### QUESTIONS
**a.** Answer these questions from the SYMPLEX excerpt below:
(i) What issue in large language models does SYMPLEX avoid?
(ii) With whom did the research team collaborate on capping enzyme discovery?
(iii) About how many novel capping enzyme genes were discovered?
**b.** Using the SYMPLEX excerpt below, decide whether each statement agrees with it. Give yes or no and quote the deciding words.
(i) The team experimentally validated every newly discovered capping enzyme gene.
(ii) Some newly identified enzymes showed more than twice the activity of commercial capping enzymes.
(iii) Experts build SYMPLEX's knowledge trees by hand.

*** Opening EXCERPT ***

During this process, SYMPLEX aligns concepts precisely with expert-curated databases, engages in effective semantic interactions, and generates statistical models to ultimately produce a high-quality candidate gene set.
Notably, SYMPLEX achieves key technical breakthroughs. It effectively avoids the common “hallucination” issue in large language models, where generated information appears plausible but is factually incorrect. More importantly, it can autonomously generate fine-grained knowledge trees closely linked to gene functions. These knowledge trees act like detailed maps, helping researchers explore intricate biological mechanisms and molecular processes with greater clarity, thereby significantly improving research efficiency and precision. Extensive benchmarking shows that compared to conventional gene mining methods, SYMPLEX offers substantial advantages. It uncovers a wider diversity of genes, even surpassing the boundaries of current protein function prediction models, thus opening up entirely new possibilities for gene mining research.
Application in mRNA Capping Enzyme Discovery Demonstrates SYMPLEX’s Strength
To validate SYMPLEX’s real-world utility, the research team collaborated with Professor Lou Chunbo from the Shenzhen Institute of Advanced Technology, Chinese Academy of Sciences, to apply the model to the discovery of mRNA capping enzymes—a key step in mRNA vaccine production. This step has long been plagued by inefficiencies and high costs, becoming a critical bottleneck for large-scale vaccine production and deployment.
Leveraging SYMPLEX’s robust computational and analytical capabilities, the team achieved remarkable results. They discovered nearly 20,000 novel capping enzyme genes and conducted rigorous experimental validation on over a dozen of them. The data was compelling—some newly identified enzymes exhibited more than double the activity of currently used commercial capping enzymes in mRNA vaccine production. Independent third-party validations further confirmed these enzymes’ superior catalytic efficiency, significantly outperforming commercial enzymes from leading global companies such as New England Biolabs (NEB). These breakthroughs dramatically enhanced mRNA vaccine production efficiency while cutting costs. The enzyme database uncovered by SYMPLEX now serves as a critical technological foundation for mRNA vaccine development and mRNA-based gene therapies, offering the potential for transformative growth in these fields.

*** Closing EXCERPT ***
*** Opening LISTED RECORDS ***

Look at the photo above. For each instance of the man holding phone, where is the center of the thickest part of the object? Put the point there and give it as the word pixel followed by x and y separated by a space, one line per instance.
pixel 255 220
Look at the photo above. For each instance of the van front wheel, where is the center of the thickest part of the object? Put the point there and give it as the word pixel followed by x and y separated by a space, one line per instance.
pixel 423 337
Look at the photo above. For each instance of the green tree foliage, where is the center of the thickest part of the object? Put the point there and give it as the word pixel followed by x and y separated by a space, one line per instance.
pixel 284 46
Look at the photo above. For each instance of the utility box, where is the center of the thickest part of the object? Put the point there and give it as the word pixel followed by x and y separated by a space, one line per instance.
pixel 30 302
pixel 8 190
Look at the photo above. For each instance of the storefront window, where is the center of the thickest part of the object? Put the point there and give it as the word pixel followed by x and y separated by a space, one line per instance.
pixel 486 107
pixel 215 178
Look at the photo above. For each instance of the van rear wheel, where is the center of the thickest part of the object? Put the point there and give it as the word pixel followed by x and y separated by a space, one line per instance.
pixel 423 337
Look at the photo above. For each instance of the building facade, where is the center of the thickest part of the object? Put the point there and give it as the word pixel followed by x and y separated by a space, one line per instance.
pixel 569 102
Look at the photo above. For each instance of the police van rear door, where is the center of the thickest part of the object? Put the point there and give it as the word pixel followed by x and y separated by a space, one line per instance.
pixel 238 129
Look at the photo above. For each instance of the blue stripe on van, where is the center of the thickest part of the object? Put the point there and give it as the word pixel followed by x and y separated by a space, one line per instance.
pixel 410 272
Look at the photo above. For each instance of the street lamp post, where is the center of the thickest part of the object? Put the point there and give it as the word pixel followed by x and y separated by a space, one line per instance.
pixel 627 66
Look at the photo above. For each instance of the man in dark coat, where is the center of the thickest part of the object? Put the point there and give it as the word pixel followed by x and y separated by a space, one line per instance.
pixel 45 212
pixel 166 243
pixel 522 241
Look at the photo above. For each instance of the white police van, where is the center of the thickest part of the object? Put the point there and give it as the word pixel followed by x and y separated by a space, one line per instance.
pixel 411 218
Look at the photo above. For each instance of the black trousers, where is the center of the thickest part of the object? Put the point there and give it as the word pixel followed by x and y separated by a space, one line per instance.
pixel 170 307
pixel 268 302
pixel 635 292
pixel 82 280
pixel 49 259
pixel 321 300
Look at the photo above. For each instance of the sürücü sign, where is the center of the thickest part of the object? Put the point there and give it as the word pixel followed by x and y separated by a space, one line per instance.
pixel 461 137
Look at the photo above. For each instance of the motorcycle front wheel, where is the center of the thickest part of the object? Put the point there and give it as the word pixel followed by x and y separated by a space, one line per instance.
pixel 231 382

*** Closing LISTED RECORDS ***
*** Opening LISTED RECORDS ***

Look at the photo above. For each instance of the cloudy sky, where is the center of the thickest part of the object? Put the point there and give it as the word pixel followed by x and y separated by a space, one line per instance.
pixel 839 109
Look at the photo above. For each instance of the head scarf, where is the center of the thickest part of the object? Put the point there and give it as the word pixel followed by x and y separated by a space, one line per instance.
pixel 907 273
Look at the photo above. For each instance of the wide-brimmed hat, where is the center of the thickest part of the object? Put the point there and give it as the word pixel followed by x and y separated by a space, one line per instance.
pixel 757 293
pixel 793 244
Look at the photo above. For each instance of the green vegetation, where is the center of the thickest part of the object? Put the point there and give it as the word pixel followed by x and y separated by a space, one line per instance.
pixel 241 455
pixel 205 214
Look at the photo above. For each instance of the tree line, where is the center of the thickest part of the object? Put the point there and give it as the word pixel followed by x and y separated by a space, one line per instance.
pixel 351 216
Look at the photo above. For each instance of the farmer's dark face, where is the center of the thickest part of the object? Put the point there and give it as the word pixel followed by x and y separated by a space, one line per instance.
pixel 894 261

*** Closing LISTED RECORDS ***
*** Opening LISTED RECORDS ***

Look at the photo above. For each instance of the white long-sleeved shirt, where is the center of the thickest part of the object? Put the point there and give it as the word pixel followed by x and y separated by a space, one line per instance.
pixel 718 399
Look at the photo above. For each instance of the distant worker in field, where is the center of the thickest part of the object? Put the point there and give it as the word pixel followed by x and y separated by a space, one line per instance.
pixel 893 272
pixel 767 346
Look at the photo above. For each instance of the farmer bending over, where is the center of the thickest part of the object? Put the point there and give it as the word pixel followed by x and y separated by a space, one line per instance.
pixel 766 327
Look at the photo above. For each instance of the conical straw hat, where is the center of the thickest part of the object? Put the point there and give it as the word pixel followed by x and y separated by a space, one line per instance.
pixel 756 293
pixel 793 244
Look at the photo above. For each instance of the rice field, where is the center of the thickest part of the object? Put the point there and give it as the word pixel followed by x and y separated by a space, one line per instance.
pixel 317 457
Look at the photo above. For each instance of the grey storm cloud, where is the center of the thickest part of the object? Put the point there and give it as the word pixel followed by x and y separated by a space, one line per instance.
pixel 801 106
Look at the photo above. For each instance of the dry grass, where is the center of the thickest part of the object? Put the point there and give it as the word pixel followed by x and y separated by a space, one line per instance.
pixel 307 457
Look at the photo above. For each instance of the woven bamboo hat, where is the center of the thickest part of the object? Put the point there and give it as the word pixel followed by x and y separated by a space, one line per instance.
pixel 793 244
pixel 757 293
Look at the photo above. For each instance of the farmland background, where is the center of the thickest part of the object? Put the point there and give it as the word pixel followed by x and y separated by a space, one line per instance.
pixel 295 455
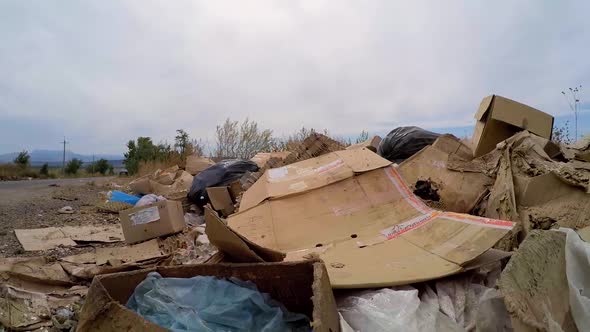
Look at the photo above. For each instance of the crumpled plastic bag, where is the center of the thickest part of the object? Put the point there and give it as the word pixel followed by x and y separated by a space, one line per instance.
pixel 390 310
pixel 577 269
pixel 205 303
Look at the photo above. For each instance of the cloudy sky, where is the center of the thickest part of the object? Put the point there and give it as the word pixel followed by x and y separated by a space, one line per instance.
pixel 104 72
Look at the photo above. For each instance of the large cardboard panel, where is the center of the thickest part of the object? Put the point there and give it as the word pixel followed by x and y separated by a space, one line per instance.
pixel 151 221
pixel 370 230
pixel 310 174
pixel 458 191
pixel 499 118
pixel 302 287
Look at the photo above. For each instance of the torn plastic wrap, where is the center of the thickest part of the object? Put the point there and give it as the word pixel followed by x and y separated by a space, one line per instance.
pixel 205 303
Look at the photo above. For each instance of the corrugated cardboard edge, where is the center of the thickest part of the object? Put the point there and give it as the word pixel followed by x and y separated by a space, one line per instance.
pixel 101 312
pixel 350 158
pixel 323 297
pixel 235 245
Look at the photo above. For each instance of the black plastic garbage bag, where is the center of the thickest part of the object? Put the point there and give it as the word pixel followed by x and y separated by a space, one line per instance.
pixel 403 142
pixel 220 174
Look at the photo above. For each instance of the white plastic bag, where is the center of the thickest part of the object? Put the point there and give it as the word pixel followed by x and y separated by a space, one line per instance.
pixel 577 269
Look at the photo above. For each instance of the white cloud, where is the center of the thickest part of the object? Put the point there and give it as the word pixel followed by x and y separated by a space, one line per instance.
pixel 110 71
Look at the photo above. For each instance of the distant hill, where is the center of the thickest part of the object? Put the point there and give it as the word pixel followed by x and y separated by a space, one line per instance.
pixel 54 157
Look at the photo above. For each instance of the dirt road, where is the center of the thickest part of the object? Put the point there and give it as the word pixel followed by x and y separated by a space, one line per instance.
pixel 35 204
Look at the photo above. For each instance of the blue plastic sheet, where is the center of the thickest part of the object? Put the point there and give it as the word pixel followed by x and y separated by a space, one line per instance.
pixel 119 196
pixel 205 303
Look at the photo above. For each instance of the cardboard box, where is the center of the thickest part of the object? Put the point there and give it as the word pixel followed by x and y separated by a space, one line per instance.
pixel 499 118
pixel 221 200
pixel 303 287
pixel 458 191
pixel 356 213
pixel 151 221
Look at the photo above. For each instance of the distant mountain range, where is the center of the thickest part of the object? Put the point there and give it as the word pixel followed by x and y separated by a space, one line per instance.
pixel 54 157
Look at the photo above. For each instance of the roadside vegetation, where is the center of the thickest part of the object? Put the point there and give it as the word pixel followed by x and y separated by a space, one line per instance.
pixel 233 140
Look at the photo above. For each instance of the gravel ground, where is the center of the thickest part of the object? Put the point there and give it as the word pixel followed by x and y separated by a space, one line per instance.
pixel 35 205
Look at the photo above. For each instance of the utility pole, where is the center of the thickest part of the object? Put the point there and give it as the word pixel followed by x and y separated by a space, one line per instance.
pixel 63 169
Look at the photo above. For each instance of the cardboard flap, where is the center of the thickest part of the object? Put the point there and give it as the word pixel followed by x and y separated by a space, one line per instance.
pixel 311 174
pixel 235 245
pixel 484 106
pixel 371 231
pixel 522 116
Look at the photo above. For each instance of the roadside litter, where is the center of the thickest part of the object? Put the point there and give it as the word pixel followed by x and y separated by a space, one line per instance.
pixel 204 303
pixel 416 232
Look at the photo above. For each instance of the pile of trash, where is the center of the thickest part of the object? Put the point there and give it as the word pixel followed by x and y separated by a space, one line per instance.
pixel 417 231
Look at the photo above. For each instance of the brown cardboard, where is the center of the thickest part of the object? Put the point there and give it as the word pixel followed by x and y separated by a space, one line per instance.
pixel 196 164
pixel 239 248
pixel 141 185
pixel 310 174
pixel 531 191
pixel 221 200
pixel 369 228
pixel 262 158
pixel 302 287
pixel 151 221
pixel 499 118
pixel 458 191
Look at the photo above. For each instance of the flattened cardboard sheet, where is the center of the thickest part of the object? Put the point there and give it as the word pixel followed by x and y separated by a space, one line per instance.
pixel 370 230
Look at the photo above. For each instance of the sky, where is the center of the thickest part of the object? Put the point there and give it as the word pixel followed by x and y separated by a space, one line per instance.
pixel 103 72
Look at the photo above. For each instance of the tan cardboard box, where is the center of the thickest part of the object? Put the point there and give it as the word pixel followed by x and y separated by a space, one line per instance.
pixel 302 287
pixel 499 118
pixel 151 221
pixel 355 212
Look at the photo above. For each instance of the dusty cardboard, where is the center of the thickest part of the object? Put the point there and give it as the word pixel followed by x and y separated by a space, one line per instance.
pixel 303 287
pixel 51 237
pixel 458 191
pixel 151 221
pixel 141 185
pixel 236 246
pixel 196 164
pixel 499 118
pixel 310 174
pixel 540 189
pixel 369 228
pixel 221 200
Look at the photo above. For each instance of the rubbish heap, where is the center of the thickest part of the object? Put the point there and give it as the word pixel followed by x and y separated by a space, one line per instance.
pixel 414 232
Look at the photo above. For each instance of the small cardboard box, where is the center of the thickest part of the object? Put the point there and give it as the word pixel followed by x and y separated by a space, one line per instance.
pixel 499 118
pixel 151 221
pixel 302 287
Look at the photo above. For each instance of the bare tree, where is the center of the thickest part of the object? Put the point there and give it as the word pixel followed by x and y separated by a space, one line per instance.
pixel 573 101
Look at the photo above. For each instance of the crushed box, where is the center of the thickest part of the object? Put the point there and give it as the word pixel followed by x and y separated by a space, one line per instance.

*** Closing LISTED RECORDS ***

### PROBLEM SOLUTIONS
**a.**
(i) The "hallucination" issue, where generated information appears plausible but is factually incorrect.
(ii) Professor Lou Chunbo from the Shenzhen Institute of Advanced Technology, Chinese Academy of Sciences.
(iii) Nearly 20,000.

**b.**
(i) No: "conducted rigorous experimental validation on over a dozen of them"
(ii) Yes: "some newly identified enzymes exhibited more than double the activity of currently used commercial capping enzymes in mRNA vaccine production"
(iii) No: "it can autonomously generate fine-grained knowledge trees closely linked to gene functions"